EXERCISE:
Scan the entries for the string "below" and give the number of lines that have it, nothing further.

--- START ---

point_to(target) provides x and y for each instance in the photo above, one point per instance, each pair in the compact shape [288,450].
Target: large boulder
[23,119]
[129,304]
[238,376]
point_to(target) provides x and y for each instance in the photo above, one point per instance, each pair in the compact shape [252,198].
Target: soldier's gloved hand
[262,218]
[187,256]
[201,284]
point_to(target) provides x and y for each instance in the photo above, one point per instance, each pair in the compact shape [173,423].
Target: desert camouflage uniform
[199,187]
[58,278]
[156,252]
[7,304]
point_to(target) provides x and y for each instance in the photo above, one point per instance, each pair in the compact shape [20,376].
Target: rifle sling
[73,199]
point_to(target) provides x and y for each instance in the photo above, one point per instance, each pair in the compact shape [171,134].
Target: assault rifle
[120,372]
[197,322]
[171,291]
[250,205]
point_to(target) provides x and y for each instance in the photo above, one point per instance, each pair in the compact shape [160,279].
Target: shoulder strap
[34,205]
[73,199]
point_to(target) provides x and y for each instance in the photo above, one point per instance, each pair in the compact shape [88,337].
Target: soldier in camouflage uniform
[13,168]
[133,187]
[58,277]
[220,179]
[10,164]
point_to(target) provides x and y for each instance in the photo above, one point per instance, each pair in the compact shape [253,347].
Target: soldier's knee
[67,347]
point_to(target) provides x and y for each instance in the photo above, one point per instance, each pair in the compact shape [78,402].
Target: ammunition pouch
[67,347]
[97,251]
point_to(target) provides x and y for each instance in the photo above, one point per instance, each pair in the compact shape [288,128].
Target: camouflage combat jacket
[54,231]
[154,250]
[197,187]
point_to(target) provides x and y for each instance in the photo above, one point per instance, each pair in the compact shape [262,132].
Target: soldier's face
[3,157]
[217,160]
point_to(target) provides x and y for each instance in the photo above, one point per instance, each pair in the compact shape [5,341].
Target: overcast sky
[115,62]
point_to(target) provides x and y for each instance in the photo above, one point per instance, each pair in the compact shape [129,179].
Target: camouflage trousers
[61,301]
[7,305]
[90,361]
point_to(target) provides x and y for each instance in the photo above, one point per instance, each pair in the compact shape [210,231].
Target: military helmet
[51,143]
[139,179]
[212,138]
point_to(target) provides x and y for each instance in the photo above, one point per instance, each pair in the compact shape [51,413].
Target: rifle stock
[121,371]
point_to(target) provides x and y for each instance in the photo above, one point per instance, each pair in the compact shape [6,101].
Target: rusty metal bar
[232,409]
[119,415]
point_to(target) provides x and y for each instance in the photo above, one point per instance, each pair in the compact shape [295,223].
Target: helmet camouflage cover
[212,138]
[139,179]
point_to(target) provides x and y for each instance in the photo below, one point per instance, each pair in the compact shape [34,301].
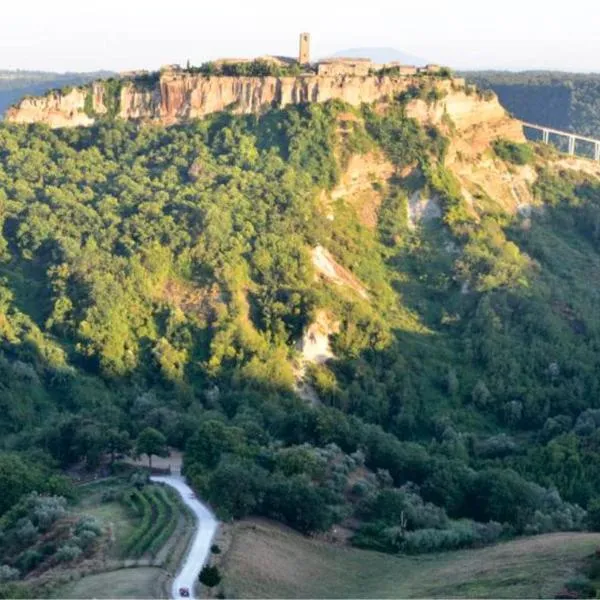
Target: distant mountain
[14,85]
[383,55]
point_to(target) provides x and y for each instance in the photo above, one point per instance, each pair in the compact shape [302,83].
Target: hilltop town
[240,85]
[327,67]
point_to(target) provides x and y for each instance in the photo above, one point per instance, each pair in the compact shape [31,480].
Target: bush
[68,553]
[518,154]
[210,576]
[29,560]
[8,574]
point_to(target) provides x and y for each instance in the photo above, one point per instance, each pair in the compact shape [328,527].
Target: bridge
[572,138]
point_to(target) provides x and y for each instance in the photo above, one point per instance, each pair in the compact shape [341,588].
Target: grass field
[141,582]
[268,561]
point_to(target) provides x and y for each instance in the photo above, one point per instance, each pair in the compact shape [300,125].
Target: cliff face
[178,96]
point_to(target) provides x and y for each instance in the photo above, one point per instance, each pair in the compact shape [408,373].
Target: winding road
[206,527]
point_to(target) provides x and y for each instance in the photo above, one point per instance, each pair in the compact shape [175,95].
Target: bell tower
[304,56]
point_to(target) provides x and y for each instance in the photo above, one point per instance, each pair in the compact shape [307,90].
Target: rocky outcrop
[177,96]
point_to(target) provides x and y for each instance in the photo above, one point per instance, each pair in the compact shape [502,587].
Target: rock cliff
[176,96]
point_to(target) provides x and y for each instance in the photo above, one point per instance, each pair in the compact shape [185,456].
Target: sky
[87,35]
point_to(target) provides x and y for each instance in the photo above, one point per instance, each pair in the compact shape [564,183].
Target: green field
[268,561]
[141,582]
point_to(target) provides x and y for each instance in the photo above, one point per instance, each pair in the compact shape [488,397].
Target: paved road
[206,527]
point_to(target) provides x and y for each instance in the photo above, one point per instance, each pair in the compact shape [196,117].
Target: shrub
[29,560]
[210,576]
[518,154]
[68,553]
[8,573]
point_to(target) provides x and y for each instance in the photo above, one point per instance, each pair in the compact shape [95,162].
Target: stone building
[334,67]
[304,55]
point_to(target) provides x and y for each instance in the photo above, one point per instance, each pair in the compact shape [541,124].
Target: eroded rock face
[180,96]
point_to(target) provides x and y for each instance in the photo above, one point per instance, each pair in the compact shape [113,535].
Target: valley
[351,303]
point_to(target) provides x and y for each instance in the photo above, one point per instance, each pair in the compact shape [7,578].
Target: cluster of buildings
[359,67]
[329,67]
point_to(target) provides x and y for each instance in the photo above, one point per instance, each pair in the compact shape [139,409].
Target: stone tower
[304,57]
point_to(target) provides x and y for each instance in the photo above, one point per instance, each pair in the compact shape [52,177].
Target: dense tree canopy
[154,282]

--- END ---
--- START ---

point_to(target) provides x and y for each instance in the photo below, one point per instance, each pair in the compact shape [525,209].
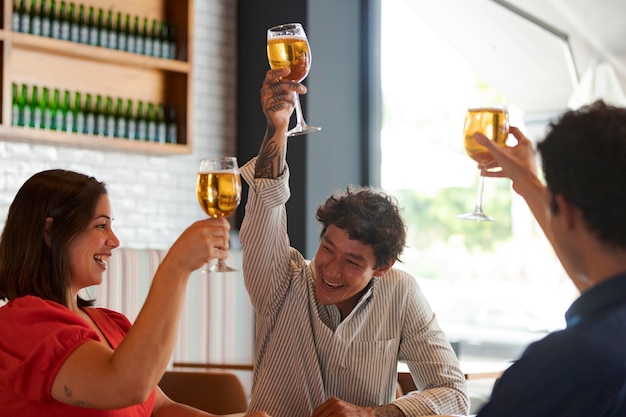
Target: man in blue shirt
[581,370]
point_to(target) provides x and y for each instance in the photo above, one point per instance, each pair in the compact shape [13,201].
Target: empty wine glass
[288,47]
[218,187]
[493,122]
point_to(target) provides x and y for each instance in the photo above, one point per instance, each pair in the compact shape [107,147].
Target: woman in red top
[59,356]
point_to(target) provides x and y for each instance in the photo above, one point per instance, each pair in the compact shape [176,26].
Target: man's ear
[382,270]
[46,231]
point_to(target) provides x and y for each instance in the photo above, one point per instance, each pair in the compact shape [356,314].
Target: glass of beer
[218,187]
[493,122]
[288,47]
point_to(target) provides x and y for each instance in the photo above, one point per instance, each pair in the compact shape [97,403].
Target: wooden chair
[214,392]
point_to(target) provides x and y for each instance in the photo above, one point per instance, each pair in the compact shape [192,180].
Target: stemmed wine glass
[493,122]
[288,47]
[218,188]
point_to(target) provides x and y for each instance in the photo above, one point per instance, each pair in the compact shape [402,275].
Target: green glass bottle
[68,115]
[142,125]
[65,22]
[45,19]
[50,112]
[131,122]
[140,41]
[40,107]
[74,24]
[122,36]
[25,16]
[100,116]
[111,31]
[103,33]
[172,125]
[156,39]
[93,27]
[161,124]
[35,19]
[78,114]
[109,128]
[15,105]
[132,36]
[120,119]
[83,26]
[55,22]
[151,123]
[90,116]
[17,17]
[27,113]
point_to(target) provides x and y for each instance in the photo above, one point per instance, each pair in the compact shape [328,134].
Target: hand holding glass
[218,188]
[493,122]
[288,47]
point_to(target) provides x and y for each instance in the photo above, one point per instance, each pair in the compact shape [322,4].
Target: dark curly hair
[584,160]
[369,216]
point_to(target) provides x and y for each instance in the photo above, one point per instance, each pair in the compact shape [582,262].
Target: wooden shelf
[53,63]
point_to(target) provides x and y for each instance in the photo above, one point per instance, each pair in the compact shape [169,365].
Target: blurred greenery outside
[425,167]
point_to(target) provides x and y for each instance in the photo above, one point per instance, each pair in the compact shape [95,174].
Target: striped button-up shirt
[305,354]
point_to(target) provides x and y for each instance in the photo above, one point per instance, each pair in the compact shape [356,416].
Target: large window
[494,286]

--- END ---

WRITTEN ANSWER:
2